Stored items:
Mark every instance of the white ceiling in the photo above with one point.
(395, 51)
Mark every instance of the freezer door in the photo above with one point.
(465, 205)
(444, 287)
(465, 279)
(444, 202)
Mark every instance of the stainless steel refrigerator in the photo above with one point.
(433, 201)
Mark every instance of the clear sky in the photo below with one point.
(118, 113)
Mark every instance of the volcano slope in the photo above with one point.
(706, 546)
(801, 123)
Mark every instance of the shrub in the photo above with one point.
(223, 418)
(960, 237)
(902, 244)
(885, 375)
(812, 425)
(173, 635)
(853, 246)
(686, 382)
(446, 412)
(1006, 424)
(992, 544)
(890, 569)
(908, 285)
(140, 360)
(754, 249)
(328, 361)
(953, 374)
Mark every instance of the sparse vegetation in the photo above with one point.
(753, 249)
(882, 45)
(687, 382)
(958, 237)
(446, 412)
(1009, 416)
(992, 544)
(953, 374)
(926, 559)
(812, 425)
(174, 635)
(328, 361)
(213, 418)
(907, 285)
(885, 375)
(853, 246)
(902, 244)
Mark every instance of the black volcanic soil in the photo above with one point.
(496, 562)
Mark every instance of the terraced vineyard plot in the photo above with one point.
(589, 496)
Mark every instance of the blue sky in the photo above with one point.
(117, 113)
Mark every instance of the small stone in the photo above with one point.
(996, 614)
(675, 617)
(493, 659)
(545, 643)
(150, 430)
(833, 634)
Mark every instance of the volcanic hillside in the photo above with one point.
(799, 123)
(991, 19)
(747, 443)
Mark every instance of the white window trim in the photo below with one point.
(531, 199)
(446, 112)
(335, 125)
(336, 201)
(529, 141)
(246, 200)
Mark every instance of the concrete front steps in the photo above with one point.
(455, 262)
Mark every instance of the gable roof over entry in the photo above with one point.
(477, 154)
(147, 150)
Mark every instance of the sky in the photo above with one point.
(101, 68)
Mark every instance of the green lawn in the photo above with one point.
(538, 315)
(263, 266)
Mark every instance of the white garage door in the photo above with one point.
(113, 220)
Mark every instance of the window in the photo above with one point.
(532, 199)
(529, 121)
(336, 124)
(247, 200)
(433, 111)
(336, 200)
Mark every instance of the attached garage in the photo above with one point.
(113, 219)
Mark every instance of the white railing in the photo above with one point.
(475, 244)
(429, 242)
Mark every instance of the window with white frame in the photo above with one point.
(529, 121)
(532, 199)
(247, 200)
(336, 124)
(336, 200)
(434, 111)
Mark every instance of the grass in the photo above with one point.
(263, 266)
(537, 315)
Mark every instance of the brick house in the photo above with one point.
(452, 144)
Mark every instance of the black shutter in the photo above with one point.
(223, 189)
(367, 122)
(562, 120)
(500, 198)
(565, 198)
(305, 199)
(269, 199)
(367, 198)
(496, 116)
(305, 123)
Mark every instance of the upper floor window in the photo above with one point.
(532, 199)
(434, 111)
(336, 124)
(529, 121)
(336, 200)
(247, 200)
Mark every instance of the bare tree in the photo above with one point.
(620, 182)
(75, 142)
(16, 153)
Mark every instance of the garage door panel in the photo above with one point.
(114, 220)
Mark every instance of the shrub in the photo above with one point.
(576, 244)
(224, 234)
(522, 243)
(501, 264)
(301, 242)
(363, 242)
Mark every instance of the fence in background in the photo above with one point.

### DIRECTIONS FOR THIS TASK
Your task is to repeat the data exactly, with nothing left out.

### EXERCISE OUTPUT
Mark every instance of the white ceiling in the photo above with one point.
(395, 51)
Mark every instance of the freezer door in the photo above with one point.
(465, 205)
(444, 287)
(465, 279)
(444, 202)
Mark every instance of the stainless steel refrigerator in the photo above with one point.
(433, 201)
Mark every instance of the clear sky in the photo below with one point.
(118, 113)
Mark every instance of the volcano slope in the photo above with one point.
(706, 546)
(801, 123)
Mark every instance of the shrub in the photo above with one point.
(223, 418)
(960, 237)
(902, 244)
(885, 375)
(812, 425)
(173, 635)
(853, 246)
(686, 382)
(446, 412)
(1006, 424)
(992, 544)
(890, 569)
(908, 285)
(140, 360)
(754, 249)
(328, 361)
(953, 374)
Mark every instance of the sparse vegetation in the photo above with one point.
(753, 249)
(882, 45)
(687, 382)
(958, 237)
(446, 412)
(1009, 416)
(992, 544)
(953, 374)
(926, 559)
(812, 425)
(174, 635)
(328, 361)
(213, 418)
(907, 285)
(885, 375)
(853, 246)
(902, 244)
Mark every instance of the black volcanic soil in the photo above with one point.
(496, 562)
Mark every instance of the terraced vineyard plot in the photo above with one point.
(589, 496)
Mark every instance of the blue sky in the photo above with one point.
(117, 113)
Mark every instance of the small stone in the photo above with one point.
(996, 614)
(675, 617)
(493, 659)
(545, 643)
(150, 430)
(833, 634)
Mark every instance of the volcanic hillside in the photo above with one point.
(799, 123)
(991, 19)
(747, 443)
Mark every instance of the white window trim in the photo below with one point.
(531, 199)
(446, 112)
(335, 125)
(336, 201)
(529, 141)
(246, 200)
Mark every instance of the concrete front steps in the photo above with one point.
(455, 262)
Mark every instance of the gable roof over entry in the photo above with one point.
(477, 154)
(147, 150)
Mark every instance of the sky in the photo above with one point.
(101, 68)
Mark every instance of the green lawn in the photo above with one point.
(538, 315)
(263, 266)
Mark every instance of the white garage door in the photo above with one point.
(113, 220)
Mark every instance of the window in the photo above with one point.
(532, 199)
(529, 121)
(336, 124)
(247, 200)
(433, 111)
(336, 200)
Mark every instance of the attached garage in the photo above with one point.
(113, 219)
Mark every instance of the white railing in the photo above with one point.
(475, 244)
(429, 242)
Mark every instance of the window with white frame in the photo above with one point.
(529, 121)
(532, 199)
(247, 200)
(336, 124)
(336, 200)
(434, 111)
Mark every instance of the grass in the photo above with one point.
(263, 266)
(537, 315)
Mark every instance of the brick house in the photo above with one point.
(452, 144)
Mark every instance of the black shutter in the photo above with one point.
(223, 189)
(367, 122)
(562, 120)
(500, 198)
(565, 198)
(305, 199)
(269, 199)
(367, 198)
(496, 116)
(305, 123)
Mark every instance of the upper floor window in the photo above with one point.
(532, 199)
(434, 111)
(336, 124)
(529, 121)
(336, 200)
(247, 200)
Mark every instance of the bare tree in the photo above with one point.
(620, 182)
(75, 142)
(16, 153)
Mark every instance of the garage door panel in the photo above with one point.
(114, 220)
Mark every instance of the shrub in the photo above with one point.
(576, 244)
(224, 234)
(522, 243)
(501, 264)
(301, 242)
(363, 242)
Mark every instance of the fence in background in the photo above with one point.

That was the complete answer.